_Exercise input_
:::::

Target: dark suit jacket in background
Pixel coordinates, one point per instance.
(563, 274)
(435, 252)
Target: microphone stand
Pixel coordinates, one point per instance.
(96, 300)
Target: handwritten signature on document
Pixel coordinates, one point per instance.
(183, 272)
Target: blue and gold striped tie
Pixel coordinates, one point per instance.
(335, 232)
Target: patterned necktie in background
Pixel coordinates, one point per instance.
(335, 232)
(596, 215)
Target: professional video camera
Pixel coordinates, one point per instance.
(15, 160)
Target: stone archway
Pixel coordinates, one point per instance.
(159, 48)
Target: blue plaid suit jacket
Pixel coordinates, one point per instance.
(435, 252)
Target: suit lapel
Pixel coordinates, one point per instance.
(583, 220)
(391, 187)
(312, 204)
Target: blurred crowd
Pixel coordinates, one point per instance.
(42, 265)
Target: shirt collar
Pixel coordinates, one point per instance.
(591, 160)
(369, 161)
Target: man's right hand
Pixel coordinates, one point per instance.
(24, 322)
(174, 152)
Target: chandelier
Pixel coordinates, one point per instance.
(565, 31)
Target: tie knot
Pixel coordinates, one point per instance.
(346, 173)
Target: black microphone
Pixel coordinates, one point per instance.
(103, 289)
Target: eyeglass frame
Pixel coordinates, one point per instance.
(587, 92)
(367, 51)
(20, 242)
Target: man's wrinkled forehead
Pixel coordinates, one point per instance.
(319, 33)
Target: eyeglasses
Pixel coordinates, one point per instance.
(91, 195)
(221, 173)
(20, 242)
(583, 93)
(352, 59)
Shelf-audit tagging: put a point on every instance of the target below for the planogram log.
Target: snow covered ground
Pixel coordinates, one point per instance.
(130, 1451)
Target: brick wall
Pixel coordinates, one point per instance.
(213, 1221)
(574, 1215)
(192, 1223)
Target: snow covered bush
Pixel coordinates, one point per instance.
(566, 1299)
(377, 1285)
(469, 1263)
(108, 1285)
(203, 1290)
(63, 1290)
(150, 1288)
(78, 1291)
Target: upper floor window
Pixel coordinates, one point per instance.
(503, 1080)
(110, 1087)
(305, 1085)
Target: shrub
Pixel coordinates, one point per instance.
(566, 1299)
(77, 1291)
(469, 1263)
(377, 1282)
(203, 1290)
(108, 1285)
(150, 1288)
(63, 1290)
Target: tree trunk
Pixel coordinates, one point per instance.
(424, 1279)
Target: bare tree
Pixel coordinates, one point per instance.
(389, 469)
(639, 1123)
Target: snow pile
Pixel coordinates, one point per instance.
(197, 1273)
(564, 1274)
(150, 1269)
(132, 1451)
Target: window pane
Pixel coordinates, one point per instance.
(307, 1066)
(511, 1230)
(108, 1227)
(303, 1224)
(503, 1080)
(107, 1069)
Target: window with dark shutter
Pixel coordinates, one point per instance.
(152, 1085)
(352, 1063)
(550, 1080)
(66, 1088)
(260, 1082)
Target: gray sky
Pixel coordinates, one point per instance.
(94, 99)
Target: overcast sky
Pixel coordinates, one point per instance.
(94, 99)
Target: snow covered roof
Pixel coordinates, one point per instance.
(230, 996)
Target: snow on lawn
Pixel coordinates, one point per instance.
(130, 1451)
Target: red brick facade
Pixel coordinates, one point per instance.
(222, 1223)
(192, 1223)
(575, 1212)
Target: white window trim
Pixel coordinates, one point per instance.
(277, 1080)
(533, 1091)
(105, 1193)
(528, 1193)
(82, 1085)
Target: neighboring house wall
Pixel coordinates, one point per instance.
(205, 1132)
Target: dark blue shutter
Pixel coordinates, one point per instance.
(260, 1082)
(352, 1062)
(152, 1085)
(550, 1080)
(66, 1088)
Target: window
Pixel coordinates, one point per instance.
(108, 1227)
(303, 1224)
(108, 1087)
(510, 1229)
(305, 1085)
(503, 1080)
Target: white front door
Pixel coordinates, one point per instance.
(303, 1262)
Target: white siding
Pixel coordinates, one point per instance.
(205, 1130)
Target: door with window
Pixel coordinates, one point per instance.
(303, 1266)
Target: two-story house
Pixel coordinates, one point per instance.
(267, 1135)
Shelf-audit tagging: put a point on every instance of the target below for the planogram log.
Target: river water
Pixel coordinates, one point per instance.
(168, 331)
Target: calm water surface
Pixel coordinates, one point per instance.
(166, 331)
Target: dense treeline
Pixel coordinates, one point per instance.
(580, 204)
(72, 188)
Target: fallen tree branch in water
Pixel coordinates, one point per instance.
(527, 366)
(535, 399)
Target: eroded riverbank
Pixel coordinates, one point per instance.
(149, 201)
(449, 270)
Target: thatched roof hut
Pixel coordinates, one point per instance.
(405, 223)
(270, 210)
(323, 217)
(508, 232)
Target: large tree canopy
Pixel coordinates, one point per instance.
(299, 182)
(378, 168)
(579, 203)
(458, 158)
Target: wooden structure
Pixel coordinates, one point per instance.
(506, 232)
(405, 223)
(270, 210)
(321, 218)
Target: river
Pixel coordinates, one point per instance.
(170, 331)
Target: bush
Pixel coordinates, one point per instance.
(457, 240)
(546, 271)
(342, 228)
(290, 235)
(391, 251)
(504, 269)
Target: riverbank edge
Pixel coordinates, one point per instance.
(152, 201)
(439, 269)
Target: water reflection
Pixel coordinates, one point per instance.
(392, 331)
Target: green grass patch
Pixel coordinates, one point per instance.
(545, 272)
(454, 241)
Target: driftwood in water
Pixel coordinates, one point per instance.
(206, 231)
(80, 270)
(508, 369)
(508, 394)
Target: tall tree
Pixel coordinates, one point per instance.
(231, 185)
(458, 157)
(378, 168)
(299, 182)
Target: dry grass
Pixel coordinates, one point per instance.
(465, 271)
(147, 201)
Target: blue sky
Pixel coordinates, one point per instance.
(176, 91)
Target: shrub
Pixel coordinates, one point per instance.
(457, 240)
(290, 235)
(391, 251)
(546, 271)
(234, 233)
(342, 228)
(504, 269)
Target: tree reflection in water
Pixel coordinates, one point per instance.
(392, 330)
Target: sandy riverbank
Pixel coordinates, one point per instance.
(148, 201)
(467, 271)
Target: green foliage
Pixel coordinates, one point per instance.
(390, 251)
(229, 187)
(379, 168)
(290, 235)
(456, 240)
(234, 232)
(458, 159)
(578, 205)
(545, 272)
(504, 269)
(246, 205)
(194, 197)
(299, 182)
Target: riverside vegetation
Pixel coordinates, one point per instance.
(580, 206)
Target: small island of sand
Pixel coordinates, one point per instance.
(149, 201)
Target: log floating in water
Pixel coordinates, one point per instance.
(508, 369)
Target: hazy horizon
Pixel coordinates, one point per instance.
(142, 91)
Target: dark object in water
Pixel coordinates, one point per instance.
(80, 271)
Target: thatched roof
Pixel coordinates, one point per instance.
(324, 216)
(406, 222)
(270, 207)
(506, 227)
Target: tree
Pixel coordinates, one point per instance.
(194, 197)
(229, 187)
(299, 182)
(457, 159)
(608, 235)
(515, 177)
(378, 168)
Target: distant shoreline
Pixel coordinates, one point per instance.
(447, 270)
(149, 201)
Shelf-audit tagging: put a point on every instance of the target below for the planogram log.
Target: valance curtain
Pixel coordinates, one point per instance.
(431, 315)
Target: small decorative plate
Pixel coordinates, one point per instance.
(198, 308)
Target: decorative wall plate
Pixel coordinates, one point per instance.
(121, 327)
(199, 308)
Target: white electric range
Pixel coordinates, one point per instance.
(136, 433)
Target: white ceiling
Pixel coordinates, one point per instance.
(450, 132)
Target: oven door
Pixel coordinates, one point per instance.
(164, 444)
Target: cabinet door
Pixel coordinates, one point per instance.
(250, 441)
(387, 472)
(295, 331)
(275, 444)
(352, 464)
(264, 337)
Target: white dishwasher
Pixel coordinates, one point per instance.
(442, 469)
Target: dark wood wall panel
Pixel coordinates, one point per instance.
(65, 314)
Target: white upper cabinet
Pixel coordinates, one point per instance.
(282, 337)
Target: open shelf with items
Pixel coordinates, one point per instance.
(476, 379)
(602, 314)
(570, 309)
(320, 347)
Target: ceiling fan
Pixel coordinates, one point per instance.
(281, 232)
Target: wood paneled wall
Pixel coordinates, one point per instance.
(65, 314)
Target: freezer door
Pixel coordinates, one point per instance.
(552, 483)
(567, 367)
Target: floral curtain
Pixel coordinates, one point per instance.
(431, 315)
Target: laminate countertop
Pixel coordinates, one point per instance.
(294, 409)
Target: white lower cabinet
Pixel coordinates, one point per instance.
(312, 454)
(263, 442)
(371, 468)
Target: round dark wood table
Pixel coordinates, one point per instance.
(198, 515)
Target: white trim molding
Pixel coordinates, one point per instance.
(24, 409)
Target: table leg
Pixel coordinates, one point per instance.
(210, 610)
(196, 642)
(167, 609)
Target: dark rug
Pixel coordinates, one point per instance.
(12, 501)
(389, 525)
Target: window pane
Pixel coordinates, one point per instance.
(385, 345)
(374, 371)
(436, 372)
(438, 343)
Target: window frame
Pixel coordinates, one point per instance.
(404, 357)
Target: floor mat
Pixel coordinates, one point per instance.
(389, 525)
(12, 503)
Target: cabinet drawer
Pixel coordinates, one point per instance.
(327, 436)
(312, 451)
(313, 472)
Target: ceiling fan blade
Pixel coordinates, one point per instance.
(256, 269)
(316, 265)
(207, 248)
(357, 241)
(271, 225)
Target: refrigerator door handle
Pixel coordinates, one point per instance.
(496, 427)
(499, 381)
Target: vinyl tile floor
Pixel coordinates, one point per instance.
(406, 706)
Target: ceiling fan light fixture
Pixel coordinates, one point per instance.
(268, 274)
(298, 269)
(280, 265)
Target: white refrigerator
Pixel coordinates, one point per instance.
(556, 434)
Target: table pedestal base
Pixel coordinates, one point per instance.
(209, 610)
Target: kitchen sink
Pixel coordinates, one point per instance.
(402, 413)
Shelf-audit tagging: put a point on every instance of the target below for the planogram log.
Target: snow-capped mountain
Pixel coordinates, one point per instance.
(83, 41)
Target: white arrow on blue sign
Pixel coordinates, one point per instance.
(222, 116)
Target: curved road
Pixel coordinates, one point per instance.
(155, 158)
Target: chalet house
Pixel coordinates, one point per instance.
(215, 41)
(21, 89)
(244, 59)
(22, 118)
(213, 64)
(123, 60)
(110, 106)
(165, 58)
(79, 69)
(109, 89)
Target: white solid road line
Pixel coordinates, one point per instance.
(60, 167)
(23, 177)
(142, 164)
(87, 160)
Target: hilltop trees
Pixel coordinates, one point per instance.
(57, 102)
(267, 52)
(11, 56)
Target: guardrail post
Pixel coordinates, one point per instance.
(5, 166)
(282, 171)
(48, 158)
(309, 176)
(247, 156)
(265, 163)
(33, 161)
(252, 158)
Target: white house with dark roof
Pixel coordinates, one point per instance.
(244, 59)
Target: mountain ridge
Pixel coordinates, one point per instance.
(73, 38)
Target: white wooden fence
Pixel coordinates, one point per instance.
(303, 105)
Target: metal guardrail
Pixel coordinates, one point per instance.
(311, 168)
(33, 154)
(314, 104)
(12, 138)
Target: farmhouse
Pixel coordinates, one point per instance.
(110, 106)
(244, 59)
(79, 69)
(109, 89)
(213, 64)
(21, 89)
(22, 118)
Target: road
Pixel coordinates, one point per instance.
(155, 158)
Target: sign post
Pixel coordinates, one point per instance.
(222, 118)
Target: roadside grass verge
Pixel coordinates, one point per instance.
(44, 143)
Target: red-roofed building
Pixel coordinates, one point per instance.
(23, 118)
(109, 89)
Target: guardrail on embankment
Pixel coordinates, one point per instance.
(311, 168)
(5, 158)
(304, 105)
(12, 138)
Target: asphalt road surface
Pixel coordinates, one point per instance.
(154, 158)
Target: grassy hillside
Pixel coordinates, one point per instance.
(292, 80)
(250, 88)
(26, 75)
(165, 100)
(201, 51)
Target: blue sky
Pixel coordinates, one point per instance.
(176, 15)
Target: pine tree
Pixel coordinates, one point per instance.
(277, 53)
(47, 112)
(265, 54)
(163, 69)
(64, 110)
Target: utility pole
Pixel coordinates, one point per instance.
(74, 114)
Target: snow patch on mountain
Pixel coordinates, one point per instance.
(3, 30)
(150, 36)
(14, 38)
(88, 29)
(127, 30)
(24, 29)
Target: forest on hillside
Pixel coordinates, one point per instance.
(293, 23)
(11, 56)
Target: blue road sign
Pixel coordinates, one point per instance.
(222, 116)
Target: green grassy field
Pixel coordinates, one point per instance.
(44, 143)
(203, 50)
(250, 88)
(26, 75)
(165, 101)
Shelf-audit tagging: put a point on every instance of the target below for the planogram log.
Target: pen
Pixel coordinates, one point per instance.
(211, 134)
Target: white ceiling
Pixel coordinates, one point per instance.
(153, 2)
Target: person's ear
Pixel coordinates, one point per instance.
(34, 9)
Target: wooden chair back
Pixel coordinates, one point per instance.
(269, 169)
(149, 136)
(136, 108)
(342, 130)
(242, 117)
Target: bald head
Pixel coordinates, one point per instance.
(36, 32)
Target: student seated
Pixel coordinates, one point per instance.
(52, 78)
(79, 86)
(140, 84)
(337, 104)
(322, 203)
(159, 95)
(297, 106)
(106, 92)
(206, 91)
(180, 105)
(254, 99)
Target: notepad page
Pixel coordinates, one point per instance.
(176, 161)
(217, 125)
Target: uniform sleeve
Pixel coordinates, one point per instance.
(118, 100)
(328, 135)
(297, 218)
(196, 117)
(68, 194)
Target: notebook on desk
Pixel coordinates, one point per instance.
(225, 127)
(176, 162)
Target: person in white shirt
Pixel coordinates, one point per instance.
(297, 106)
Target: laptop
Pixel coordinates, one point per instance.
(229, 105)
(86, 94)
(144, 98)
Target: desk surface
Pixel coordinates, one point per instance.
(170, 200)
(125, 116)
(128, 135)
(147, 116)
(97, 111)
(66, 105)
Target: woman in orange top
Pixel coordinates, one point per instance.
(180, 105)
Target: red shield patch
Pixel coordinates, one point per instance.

:::::

_Directions for this task_
Recast the lines from the one containing "Target: notebook on desk" through the last line as a Markdown table with the columns Row and Line, leaving out any blank lines.

_Solution for this task_
| Row | Line |
|---|---|
| 1 | Target: notebook on desk |
| 2 | Pixel coordinates, one point per instance. |
| 3 | (225, 127) |
| 4 | (176, 162) |
| 5 | Target: person in white shirt |
| 6 | Pixel coordinates, one point per instance. |
| 7 | (297, 106) |
| 8 | Target: laptop |
| 9 | Pixel coordinates, one point per instance. |
| 10 | (229, 105) |
| 11 | (86, 94) |
| 12 | (144, 98) |
| 13 | Target: desk surface |
| 14 | Pixel coordinates, one point per instance. |
| 15 | (170, 200) |
| 16 | (125, 116) |
| 17 | (128, 135) |
| 18 | (147, 116) |
| 19 | (97, 111) |
| 20 | (66, 105) |
| 21 | Target: woman in orange top |
| 22 | Pixel coordinates, one point per instance. |
| 23 | (180, 105) |
| 24 | Target: red shield patch |
| 25 | Pixel coordinates, one point per instance. |